*STATED TASK*
Extract these records line for line, with no changes to any wording, bracket, or number.

(Excerpts of pointing data)

——

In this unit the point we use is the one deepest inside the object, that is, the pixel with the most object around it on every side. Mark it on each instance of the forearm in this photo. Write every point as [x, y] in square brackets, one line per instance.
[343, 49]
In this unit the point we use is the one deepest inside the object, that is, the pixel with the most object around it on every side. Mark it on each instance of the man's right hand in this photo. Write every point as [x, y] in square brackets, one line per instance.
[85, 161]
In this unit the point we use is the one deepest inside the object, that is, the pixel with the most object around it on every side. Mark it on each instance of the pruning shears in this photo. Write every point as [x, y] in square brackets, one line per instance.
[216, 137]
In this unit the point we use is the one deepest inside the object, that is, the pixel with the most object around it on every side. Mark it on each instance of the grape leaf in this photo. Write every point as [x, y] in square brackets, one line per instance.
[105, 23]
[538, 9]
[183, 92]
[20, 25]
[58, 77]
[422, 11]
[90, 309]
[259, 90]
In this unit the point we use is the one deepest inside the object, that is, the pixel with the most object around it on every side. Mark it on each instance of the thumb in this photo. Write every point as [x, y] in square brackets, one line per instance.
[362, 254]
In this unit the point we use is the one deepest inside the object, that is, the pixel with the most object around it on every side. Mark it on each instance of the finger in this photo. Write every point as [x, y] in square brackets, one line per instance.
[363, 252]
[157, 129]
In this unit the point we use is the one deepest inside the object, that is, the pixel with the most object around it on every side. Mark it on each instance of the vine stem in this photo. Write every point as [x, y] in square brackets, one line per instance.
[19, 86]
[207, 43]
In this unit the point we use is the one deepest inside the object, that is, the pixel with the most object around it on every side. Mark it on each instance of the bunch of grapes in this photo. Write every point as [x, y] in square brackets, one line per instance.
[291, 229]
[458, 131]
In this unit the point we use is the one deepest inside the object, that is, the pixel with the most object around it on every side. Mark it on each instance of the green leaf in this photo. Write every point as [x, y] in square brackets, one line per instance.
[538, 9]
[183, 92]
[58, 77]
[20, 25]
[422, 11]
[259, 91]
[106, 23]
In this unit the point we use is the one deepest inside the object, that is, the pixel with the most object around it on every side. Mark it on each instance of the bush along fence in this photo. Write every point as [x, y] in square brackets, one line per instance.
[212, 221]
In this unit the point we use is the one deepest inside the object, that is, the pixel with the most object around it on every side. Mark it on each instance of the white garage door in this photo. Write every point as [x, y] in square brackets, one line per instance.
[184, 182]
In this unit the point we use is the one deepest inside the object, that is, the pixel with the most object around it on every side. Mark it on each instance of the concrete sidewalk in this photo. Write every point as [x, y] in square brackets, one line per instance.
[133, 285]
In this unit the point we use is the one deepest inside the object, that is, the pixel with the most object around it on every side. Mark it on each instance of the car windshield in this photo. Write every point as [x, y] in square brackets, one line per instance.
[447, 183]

——

*THE SOLUTION*
In this unit the point we use is the one deepest inside the object, that is, the pixel with the most object around it on every side. Mark it on each instance of the forearm in this photo. Write every point as [x, y] in square brackets, one line per instance.
[343, 49]
In this unit the point we use is the one deepest inside the object, that is, the pixel with the most object around it on every side. Mark it on each instance of the man's right hand in this photo. Write every point as [x, y] in square brackets, one line per instance.
[85, 161]
In this unit the point we use is the one deepest inside the object, that is, the pixel with the most object around it on every side. Mark it on each instance of the pruning shears in this photo. Write every point as [x, y] in square brackets, one line per instance.
[216, 137]
In this unit the point we use is the one deepest inside the object, that is, the pixel with the most object around it on every side. Mark it on each instance of the grape leaf in this photo. Write every point as [x, y] in square brackets, one line per instance.
[105, 23]
[538, 9]
[183, 92]
[20, 25]
[58, 77]
[422, 11]
[90, 309]
[259, 90]
In this unit the point we use is the one deepest inside the object, that is, the pixel with the most object around it on every side. Mark it on each instance of the thumb in this photo. Write every point as [x, y] in square brackets, one line per instance.
[362, 254]
In this unit the point we use is the one deepest inside the object, that is, the pixel with the most object around it on every side. Mark it on each instance of the finger in this photo. Write every point as [x, y] in square brackets, one line per instance.
[363, 252]
[157, 129]
In this unit the point we use is the one deepest inside the object, that is, the pixel with the most object around it on every side. Mark it on each instance of the vine stem in this photo. Write every point as [x, y] in square brackets, one line per instance.
[19, 86]
[207, 43]
In this unit the point we use is the one deepest inside the object, that is, the pixel with the most object around it on every side. Mark it on each instance of the bunch of grapes in this photo. Write every point as [x, y] in square brackets, one line per instance.
[291, 229]
[458, 131]
In this unit the point we use is the one deepest inside the object, that is, the pixel with the most object around it on every side. Mark it on each instance of the green leaf in this photo. Write every point as [x, y] in square brackets, one line per instance.
[538, 9]
[183, 92]
[58, 77]
[20, 25]
[422, 11]
[259, 91]
[106, 23]
In this unit the point we use is the one deepest inside the object, that is, the pixel with the most object around it on every side. Mark it on each instance of the bush along fence in this photo. Write every point as [x, y] in square brackets, one line per instance.
[212, 221]
In this unit the point we use is the one deepest inside the object, that is, the pixel with the most object around it on every side. Mark it on each instance of the white garage door in this photo. Write every point as [x, y] in square brackets, one line per instance.
[184, 182]
In this unit the point we use is the one deepest inside the object, that is, the pixel with the most object around it on every side. Mark it on each instance of the concrete sidewalk in this photo. Write every point as [x, y] in square brackets, one line per instance.
[133, 285]
In this unit the point we use is the one deepest inside the object, that is, the pixel with the most object around it on every side. Mark it on each instance of the car windshield in this photo. Write every point as [x, y] in square brackets, one line per instance.
[447, 183]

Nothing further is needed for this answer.